■ Problem statement ■
Count the lines in the data below that contain the string "tower". Reply with the number alone.
Begin Stored data
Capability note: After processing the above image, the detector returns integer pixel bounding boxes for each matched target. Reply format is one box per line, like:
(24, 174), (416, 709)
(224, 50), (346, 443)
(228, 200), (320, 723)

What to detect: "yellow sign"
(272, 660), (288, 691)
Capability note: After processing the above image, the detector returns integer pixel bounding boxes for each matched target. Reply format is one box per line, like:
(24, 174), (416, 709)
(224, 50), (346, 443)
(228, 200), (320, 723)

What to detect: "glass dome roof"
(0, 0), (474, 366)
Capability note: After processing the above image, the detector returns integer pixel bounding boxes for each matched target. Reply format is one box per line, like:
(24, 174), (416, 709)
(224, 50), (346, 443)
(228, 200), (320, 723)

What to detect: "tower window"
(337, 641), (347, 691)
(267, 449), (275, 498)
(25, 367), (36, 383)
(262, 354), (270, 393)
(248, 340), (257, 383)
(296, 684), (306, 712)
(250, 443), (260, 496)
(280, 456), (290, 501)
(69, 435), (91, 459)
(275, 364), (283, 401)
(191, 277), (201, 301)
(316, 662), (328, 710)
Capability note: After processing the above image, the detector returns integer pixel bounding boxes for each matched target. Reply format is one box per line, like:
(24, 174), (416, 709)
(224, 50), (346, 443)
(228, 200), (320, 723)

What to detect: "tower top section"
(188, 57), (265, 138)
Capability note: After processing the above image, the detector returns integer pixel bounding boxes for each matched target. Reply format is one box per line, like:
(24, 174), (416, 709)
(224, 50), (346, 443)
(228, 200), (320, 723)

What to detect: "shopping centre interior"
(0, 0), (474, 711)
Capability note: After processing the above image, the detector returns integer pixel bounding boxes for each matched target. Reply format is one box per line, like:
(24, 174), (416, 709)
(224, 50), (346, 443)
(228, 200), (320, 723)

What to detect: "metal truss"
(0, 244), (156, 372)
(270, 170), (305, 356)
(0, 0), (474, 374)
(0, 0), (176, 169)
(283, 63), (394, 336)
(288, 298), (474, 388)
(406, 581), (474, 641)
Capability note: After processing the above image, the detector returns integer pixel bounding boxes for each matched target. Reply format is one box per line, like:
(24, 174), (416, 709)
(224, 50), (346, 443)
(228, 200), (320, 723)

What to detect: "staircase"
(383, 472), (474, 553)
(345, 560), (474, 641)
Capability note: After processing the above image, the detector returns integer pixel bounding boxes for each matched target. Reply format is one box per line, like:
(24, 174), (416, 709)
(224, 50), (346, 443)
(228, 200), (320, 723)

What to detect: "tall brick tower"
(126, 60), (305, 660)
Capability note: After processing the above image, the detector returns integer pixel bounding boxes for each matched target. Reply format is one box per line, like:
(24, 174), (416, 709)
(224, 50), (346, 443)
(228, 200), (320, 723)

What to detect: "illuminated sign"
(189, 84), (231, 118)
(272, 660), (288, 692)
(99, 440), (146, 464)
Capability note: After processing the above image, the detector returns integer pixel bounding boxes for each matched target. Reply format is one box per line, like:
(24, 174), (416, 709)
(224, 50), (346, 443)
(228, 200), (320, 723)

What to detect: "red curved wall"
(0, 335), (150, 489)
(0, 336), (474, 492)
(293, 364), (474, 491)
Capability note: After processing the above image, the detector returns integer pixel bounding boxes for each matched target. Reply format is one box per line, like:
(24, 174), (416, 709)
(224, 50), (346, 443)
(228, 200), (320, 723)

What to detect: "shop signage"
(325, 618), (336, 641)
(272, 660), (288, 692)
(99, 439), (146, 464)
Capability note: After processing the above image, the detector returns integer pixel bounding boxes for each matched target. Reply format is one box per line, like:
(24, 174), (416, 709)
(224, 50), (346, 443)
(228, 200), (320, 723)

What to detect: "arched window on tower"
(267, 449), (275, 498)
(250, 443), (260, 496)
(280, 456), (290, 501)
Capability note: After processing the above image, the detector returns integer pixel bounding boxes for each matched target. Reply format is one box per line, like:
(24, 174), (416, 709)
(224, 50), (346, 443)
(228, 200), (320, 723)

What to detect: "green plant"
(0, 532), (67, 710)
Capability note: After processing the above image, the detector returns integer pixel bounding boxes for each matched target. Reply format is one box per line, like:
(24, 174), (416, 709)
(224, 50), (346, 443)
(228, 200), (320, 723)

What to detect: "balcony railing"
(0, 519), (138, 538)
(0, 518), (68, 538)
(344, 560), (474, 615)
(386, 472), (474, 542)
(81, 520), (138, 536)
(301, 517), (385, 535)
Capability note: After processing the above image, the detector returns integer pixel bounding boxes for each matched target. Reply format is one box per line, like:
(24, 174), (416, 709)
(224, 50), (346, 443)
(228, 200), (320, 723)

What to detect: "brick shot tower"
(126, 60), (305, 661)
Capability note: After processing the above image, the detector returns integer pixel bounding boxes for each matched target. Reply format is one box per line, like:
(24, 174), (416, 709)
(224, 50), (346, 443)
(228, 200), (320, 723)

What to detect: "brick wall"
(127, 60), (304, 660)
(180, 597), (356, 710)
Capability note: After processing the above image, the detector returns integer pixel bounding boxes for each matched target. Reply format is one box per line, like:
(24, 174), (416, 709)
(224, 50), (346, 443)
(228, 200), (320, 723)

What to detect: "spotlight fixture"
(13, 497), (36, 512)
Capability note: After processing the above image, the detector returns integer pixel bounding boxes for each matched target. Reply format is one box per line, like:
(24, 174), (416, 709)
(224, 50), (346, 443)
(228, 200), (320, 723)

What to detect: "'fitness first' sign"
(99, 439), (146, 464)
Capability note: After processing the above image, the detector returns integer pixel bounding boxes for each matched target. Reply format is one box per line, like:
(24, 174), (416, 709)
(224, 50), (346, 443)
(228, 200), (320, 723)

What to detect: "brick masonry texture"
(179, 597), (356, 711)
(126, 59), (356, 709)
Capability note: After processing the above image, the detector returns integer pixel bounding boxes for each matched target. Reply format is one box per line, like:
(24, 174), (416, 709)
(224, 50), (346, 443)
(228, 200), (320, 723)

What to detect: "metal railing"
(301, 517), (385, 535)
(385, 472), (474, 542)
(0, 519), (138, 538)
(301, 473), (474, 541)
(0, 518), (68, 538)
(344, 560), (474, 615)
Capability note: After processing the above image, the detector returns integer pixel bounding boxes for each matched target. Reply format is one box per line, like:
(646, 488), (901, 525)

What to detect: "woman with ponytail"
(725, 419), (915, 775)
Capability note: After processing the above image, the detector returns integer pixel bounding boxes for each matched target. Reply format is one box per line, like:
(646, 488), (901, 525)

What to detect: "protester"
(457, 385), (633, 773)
End Stored data
■ Reply ■
5